» SELECTED PASSAGE:
Content starts
FMCG industry buries recession in fairness cream

FMCG industry buries recession in fairness cream

New Delhi: As the global economic crisis consumed nearly every sphere of business, one industry held out against recession through 2009 by promising to help Indians look fairer, younger and their teeth whiter, kids stronger and taller, and toilets cleaner.

Looks-conscious consumers propped up sales of FMCG (fast moving consumer goods) companies, which in turn rewarded loyalty by not raising prices of fairness, anti-ageing creams, bathing bars and their likes, although input costs rose in an economy ravaged by drought and then floods.

Instead, they downsized the packaging to balance costs and margins.

“The sector has coped well with recent challenges and grew by 15% over the last year," says industry chamber Ficci. The FMCG market in the country is worth $25 billion (Rs1,20,000 crore).

Year 2009 also saw modern retail format stores and aggressive marketing helped home-grown FMCG firms wrest market share from leader Hindustan Unilever Ltd (HUL), according to market research firm AC Nielsen.

HUL’s share in the estimated Rs8,000 crore personal care market fell to 44.5% from about half last year, as others like ITC, Godrej and Wipro fought for space in markets like Uttar Pradesh, Bihar and Gujarat with a rural push, says AC Nielsen.

Mergers and acquisitions were few and far between during the year, and Wipro’s Rs210 crore acquisition of UK-based Yardley’s overseas operations was a highlight.

As for foods and beverages (F&B), the Indian market proved to be the growth driver for world’s biggest players like Coca-Cola and PepsiCo, even as their US parents grappled with falling sales.

PepsiCo’s optimism in the Indian market was reflected in the global major holding its board meeting in India for the first time this year.

The company has stepped up investments by another $100 million, from the $500 million announced last year for the next three years.

Surging input costs remained a pain area this year for F&B firms in the foods and beverages segment, mainly on account of soaring sugar prices which doubled to almost Rs40 a kg in the national capital in a year.

Companies like PepsiCo, Britannia, ITC and Parle seriously mulled increasing prices of products to mitigate the rising costs, but held back.

Elsewhere, Dabur and Emami completed consolidation and restructuring post their respective acquisitions last year of Fem Care and Zandu Pharmaceuticals.

While Wipro went premium with Yardley, FMCG firms went in for big push in rural areas, upbeat on the government’s thrust on agriculture and increase in allocation for rural jobs.

HUL was also seen experimenting new measures to retain leadership position. It blocked whole-day TV air-time on Star and Zee, besides relaunching its skin cleansing portfolio that includes products like Lux, Liril and Breeze. It also pulled down price points to attract the mass market.

Overall, the prospects of the FMCG sector remain good. According to Ficci, it has grown consistently during the last three to four years. The sector is expected to grow at 12-15% over the next three to four years.
Content ends
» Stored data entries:
Content starts
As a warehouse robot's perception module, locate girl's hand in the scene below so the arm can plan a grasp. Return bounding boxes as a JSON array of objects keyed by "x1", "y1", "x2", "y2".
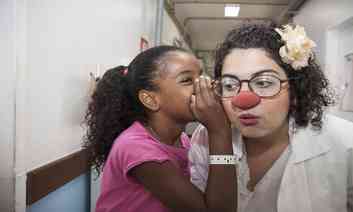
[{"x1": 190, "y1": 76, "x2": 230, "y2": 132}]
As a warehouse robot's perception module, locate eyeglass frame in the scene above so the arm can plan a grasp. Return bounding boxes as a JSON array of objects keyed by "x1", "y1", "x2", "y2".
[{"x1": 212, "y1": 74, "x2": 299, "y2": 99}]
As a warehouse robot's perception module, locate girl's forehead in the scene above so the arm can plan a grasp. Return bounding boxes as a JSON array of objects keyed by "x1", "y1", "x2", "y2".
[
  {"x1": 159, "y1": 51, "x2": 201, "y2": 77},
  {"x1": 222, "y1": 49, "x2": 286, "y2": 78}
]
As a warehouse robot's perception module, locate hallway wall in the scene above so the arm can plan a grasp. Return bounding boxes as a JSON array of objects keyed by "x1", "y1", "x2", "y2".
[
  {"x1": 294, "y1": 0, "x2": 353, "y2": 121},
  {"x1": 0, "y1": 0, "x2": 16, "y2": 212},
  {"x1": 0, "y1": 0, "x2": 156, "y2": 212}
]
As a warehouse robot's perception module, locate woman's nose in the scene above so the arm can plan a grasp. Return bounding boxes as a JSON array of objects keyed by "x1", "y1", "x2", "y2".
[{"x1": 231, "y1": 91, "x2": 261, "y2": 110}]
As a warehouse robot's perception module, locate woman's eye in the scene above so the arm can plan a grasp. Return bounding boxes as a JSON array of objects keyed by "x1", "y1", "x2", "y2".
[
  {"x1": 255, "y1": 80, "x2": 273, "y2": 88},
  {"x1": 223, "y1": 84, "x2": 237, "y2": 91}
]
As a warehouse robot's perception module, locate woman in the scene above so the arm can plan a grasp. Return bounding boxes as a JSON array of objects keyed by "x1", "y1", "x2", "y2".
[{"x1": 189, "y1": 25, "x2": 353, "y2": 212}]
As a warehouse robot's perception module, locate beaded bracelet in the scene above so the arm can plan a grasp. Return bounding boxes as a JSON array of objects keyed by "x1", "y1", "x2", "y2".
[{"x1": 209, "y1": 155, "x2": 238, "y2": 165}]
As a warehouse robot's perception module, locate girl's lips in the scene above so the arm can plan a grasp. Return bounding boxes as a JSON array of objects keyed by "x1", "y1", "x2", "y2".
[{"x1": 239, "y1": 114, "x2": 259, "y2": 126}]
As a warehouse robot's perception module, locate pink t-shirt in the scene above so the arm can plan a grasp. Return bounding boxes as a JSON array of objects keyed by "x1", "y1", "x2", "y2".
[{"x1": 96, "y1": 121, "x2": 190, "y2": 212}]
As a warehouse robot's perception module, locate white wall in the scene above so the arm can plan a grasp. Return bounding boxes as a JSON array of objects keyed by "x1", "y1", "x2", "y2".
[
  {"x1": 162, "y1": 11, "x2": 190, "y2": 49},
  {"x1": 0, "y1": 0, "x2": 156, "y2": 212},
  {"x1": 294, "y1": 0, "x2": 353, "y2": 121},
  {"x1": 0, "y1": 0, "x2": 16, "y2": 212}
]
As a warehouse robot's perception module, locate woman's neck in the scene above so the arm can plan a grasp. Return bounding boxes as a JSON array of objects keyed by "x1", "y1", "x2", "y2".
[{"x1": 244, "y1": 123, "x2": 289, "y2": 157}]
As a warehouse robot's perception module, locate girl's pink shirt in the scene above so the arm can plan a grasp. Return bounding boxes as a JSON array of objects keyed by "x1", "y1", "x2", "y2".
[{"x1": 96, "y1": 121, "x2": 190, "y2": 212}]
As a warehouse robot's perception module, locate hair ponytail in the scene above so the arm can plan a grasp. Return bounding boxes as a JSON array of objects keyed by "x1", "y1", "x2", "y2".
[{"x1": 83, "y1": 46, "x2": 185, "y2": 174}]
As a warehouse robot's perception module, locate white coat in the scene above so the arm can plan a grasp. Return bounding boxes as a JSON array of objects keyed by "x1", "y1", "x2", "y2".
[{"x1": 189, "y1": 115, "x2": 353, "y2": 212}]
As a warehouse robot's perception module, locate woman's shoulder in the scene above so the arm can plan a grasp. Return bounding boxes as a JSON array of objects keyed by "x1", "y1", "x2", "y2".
Content ends
» YOUR INSTRUCTIONS:
Reproduce the passage of the FMCG industry article that begins with "PepsiCo’s optimism in" and stops after "next three years.", substituting "annual meeting" for "board meeting". These entries have no connection to the FMCG industry article.

» EXERCISE ANSWER:
PepsiCo’s optimism in the Indian market was reflected in the global major holding its annual meeting in India for the first time this year.

The company has stepped up investments by another $100 million, from the $500 million announced last year for the next three years.